▶ **Goal of the exercise**
Copy every one of the following rows without any change.

▶ **Dataset excerpts**
[START]
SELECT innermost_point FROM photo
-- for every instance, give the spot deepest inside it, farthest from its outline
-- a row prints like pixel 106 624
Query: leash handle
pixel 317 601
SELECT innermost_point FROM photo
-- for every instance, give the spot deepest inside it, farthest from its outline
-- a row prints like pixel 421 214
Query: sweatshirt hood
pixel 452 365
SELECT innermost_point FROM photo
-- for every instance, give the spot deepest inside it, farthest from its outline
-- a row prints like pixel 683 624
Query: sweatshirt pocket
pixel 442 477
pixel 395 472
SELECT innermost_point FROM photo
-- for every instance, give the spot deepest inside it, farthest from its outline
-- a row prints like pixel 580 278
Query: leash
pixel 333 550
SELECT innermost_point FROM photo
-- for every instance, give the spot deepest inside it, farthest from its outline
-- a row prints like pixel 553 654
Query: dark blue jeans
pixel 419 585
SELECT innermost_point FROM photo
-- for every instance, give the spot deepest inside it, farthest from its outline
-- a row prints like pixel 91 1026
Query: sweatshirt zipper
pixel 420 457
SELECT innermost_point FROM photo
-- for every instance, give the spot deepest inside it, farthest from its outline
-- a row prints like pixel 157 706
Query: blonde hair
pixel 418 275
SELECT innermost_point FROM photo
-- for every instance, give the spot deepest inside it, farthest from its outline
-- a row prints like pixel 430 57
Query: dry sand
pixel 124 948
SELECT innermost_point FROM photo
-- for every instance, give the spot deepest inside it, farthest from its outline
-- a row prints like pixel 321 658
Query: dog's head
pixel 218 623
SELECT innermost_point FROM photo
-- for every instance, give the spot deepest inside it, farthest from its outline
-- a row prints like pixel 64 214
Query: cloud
[END]
▶ **Completed task**
SELECT innermost_point FROM photo
-- for every instance, give the spot deepest inside it, farthest from its outline
-- a row prints like pixel 106 624
Query: leash handle
pixel 317 601
SELECT innermost_point FROM photo
-- for every instance, give the spot deepest inside it, farthest from its outline
-- a row prints like pixel 421 214
Query: sweatshirt hood
pixel 452 365
SELECT innermost_point FROM photo
-- for every instance, give the spot deepest inside it, farthest from its outline
-- a row prints like pixel 683 624
Query: sweatshirt pocket
pixel 442 477
pixel 395 472
SELECT innermost_point FROM photo
-- for every instance, give the spot deepest inside it, farthest from its outline
-- a row prints like pixel 580 278
Query: leash
pixel 333 550
SELECT innermost_point FROM photo
-- for every instance, give the spot deepest inside it, farthest from its outline
-- a row prints like pixel 553 654
Query: dark blue jeans
pixel 419 585
SELECT innermost_point FROM photo
-- for every instance, give the spot deepest inside it, farthest from its outline
-- a row prints like pixel 91 1026
Query: sweatshirt zipper
pixel 420 457
SELECT innermost_point FROM photo
-- for every instance, give the spot deepest inside it, farthest from its outline
-- a row prints like pixel 157 706
Query: blonde hair
pixel 418 275
SELECT innermost_point FROM photo
-- for every instance, give the spot deepest inside it, farthest from its outline
-- a row prints like pixel 430 57
Query: dry sand
pixel 124 948
SELECT innermost_point FROM photo
-- for every instance, give the spot deepest inside it, farthest from its outline
-- a row prints like pixel 321 658
Query: dog's head
pixel 218 623
SELECT innermost_point FROM photo
-- for every instance, give the spot deepest inside it, farthest from its outline
-- a row prints like pixel 64 214
Query: cloud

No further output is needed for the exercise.